**Assignment**:
Which lines below hold the word "query"? Copy all of them.

____

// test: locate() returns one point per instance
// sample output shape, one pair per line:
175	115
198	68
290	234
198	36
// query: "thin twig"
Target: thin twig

____

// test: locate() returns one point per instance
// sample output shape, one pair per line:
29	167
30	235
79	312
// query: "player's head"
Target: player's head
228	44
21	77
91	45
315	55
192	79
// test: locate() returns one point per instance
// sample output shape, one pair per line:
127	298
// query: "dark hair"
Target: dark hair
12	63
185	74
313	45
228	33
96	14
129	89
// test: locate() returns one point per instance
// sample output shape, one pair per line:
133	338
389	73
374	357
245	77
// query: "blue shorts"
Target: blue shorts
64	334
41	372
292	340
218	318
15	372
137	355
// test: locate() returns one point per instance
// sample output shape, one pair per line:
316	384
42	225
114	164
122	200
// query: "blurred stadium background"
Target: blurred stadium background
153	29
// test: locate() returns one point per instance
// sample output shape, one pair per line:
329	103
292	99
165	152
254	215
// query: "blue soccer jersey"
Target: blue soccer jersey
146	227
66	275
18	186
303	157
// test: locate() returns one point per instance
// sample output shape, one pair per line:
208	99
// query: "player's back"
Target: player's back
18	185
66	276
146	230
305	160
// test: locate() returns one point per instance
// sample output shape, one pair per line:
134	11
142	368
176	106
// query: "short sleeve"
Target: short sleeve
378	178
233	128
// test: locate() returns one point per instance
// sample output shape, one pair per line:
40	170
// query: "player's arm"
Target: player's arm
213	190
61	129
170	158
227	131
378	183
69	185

____

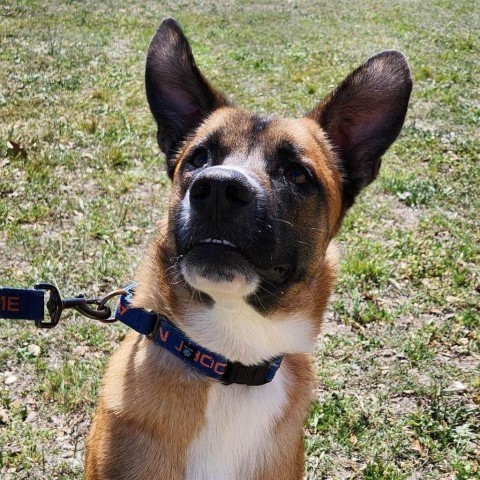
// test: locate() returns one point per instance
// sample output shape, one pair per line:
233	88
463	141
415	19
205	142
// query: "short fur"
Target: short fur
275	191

____

**Task answer**:
// query: "thin twig"
// query: "player's head"
// query: "dark hair"
// query: "blue shorts"
// query: "blurred stadium background"
// query: "blue soccer jersey"
// query: "player's back"
// query: "short sleeve"
// query: "player's arm"
// query: "short fur"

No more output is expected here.